Selecciona en los registros todas las líneas que contengan la palabra "collar" y cópialas.

----------------------------------------

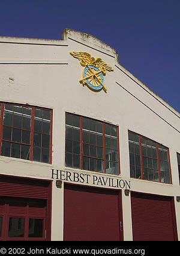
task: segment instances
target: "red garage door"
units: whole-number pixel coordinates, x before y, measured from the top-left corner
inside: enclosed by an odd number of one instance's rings
[[[64,240],[120,240],[120,205],[118,192],[65,184]]]
[[[177,240],[173,198],[131,193],[134,241]]]

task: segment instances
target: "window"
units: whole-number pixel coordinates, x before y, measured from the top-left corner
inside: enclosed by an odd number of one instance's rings
[[[118,175],[117,126],[66,113],[65,166]]]
[[[180,154],[177,153],[177,158],[178,158],[178,171],[179,171],[179,180],[180,184]]]
[[[169,149],[130,131],[128,138],[130,176],[171,183]]]
[[[51,163],[52,111],[0,103],[1,155]]]

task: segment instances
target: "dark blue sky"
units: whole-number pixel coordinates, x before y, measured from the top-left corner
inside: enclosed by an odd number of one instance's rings
[[[0,36],[61,39],[65,28],[90,34],[115,48],[121,65],[180,112],[179,0],[0,3]]]

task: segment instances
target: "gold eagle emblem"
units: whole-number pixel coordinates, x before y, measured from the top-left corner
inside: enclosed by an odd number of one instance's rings
[[[104,76],[106,70],[113,71],[113,68],[104,62],[100,58],[94,58],[87,52],[70,52],[70,54],[80,61],[84,67],[83,79],[79,80],[83,86],[87,85],[94,91],[100,91],[103,89],[106,92],[104,86]]]

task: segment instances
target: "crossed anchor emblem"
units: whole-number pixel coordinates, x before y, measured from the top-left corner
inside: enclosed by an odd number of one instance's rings
[[[111,66],[103,61],[100,58],[91,57],[87,52],[70,52],[70,54],[80,60],[80,64],[85,67],[83,71],[83,78],[79,80],[80,84],[85,85],[95,92],[102,89],[105,92],[107,89],[104,85],[104,76],[106,70],[113,71]]]

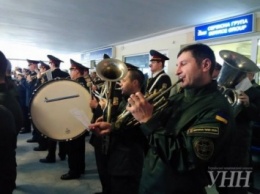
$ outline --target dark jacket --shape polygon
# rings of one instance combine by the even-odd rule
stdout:
[[[60,69],[54,69],[52,71],[52,78],[55,79],[55,78],[67,78],[69,77],[70,75],[65,72],[65,71],[61,71]]]
[[[127,99],[127,98],[126,98]],[[117,115],[127,105],[123,98]],[[116,119],[116,117],[114,117]],[[128,127],[122,123],[119,128],[113,127],[110,134],[108,170],[114,176],[141,176],[147,139],[139,125]]]

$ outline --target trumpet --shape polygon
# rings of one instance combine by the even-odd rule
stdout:
[[[165,98],[165,94],[169,92],[172,88],[176,87],[178,83],[180,83],[182,79],[179,79],[177,82],[175,82],[173,85],[167,88],[165,84],[162,85],[162,88],[159,91],[155,91],[153,93],[148,93],[144,96],[144,98],[154,106],[153,114],[163,110],[167,105],[168,101]],[[129,111],[125,110],[123,113],[121,113],[115,122],[115,127],[119,128],[121,124],[126,121],[127,119],[127,126],[135,126],[139,124],[139,122],[130,114]]]

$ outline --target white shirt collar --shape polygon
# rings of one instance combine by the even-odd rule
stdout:
[[[154,74],[152,74],[152,78],[156,77],[156,76],[157,76],[159,73],[161,73],[162,71],[163,71],[163,69],[160,70],[160,71],[155,72]]]

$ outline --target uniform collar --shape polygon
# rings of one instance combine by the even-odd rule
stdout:
[[[155,78],[157,75],[159,75],[160,73],[164,72],[164,70],[160,70],[160,71],[157,71],[155,72],[154,74],[152,74],[152,78]]]
[[[217,90],[217,82],[212,80],[209,84],[199,88],[184,89],[184,97],[192,100],[196,97],[207,95]]]

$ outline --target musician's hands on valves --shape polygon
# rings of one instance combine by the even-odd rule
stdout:
[[[248,107],[250,104],[249,97],[245,92],[241,91],[238,95],[238,100],[245,106]]]
[[[26,81],[27,81],[27,82],[31,82],[31,81],[32,81],[32,77],[31,77],[30,75],[27,75]]]
[[[142,93],[137,92],[128,98],[126,110],[131,112],[137,121],[145,123],[152,117],[153,105],[144,98]]]
[[[111,132],[111,124],[103,122],[102,118],[98,118],[96,123],[89,125],[89,130],[98,136],[107,135]]]
[[[90,108],[92,108],[92,109],[97,108],[97,106],[98,106],[98,101],[97,101],[97,99],[96,99],[96,98],[92,98],[92,99],[90,100],[89,106],[90,106]]]
[[[106,105],[107,105],[107,100],[105,98],[101,98],[99,100],[99,104],[101,106],[101,109],[104,110],[106,108]]]

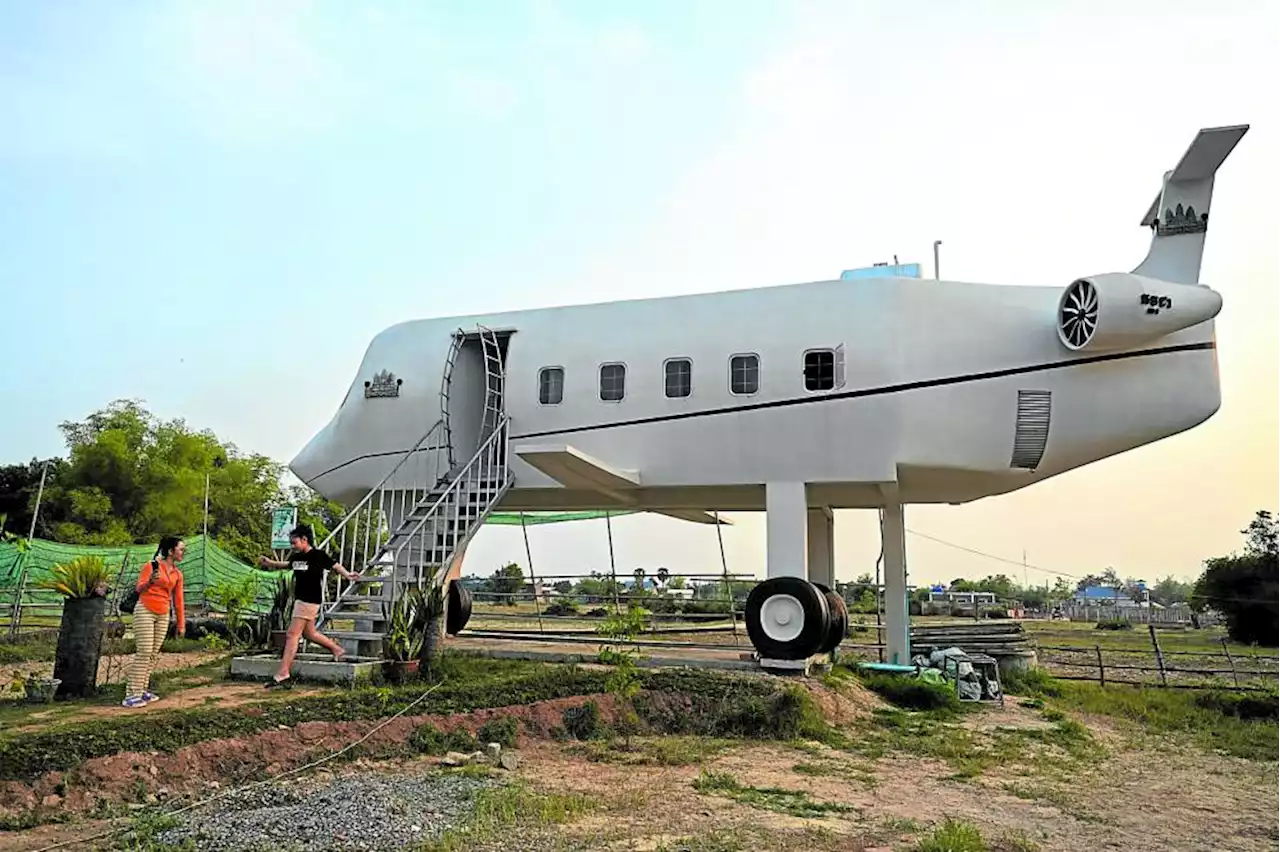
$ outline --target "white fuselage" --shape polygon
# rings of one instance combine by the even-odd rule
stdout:
[[[1192,285],[1194,287],[1194,285]],[[511,333],[504,404],[515,486],[506,509],[608,508],[521,450],[572,448],[637,486],[640,509],[764,508],[764,484],[806,482],[812,505],[964,503],[1181,432],[1220,404],[1212,321],[1143,345],[1071,352],[1059,339],[1061,287],[902,278],[833,280],[396,325],[370,344],[333,421],[291,464],[321,494],[358,500],[440,417],[452,334]],[[1215,311],[1216,312],[1216,311]],[[842,386],[806,390],[804,356],[842,352]],[[733,356],[758,356],[759,386],[731,389]],[[664,363],[691,361],[691,393],[668,398]],[[600,399],[602,365],[625,365],[625,395]],[[563,370],[558,404],[543,368]],[[390,371],[394,398],[365,398]],[[475,445],[483,370],[461,359],[451,391],[456,445]],[[1014,466],[1019,391],[1050,391],[1034,469]],[[470,443],[468,443],[470,441]],[[1036,444],[1034,435],[1029,436]]]

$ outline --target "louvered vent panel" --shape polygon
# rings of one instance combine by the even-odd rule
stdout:
[[[1044,457],[1048,443],[1048,421],[1052,393],[1048,390],[1018,391],[1018,423],[1014,427],[1014,455],[1010,467],[1034,471]]]

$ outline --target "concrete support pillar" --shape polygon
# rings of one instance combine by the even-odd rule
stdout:
[[[809,582],[836,588],[836,518],[823,507],[809,509]]]
[[[911,620],[906,599],[906,519],[895,487],[886,496],[881,521],[884,544],[884,661],[911,661]]]
[[[764,486],[765,576],[808,576],[808,501],[804,482]]]

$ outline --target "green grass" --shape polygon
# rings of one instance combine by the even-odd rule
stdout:
[[[947,819],[915,846],[916,852],[988,852],[982,832],[969,823]]]
[[[728,773],[703,771],[694,779],[694,789],[704,796],[723,796],[735,802],[767,811],[800,817],[823,817],[847,814],[856,809],[837,802],[815,802],[808,793],[777,787],[749,787]]]
[[[708,737],[645,737],[632,741],[631,748],[616,742],[584,742],[568,751],[594,762],[625,766],[695,766],[722,755],[733,746],[731,739]]]
[[[600,693],[608,672],[576,667],[445,656],[443,683],[413,707],[415,715],[467,713],[483,707]],[[800,687],[767,678],[707,672],[641,674],[636,697],[643,723],[658,733],[768,739],[836,739],[813,698]],[[302,722],[375,720],[394,715],[426,690],[425,683],[360,687],[317,696],[280,696],[238,707],[186,710],[64,722],[38,732],[0,734],[0,780],[27,780],[69,770],[86,760],[125,751],[173,752],[210,739],[243,737]]]
[[[1047,728],[975,732],[945,716],[902,710],[874,711],[872,725],[849,747],[872,760],[891,753],[940,760],[955,769],[954,779],[977,778],[995,766],[1038,757],[1052,757],[1056,771],[1068,771],[1103,755],[1084,725],[1066,718]]]
[[[466,825],[417,849],[463,852],[506,835],[570,823],[594,807],[595,802],[585,796],[541,793],[521,782],[483,789],[476,794],[475,812]]]
[[[1062,683],[1053,706],[1112,716],[1149,733],[1175,734],[1211,751],[1251,760],[1280,760],[1280,724],[1238,715],[1242,700],[1222,693],[1158,687]],[[1235,696],[1238,693],[1226,693]]]

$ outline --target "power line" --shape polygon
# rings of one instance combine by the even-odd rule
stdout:
[[[965,548],[964,545],[957,545],[952,541],[945,539],[938,539],[936,536],[927,535],[924,532],[916,532],[915,530],[908,530],[913,536],[919,536],[922,539],[928,539],[929,541],[936,541],[940,545],[946,545],[947,548],[955,548],[956,550],[964,550],[965,553],[972,553],[975,556],[984,556],[987,559],[995,559],[996,562],[1004,562],[1010,565],[1018,565],[1019,568],[1034,568],[1036,571],[1042,571],[1046,574],[1057,574],[1059,577],[1070,577],[1071,580],[1083,580],[1083,574],[1071,574],[1065,571],[1055,571],[1053,568],[1042,568],[1039,565],[1033,565],[1029,562],[1020,562],[1016,559],[1006,559],[1005,556],[997,556],[993,553],[987,553],[984,550],[974,550],[973,548]]]

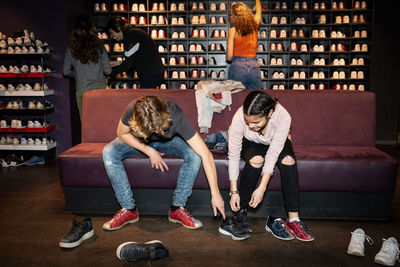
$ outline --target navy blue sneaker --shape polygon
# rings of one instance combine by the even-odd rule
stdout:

----------------------------------------

- **Resultado de la tarea**
$ outline --target white shirt collar --shape polygon
$ outline --target uniform collar --shape polygon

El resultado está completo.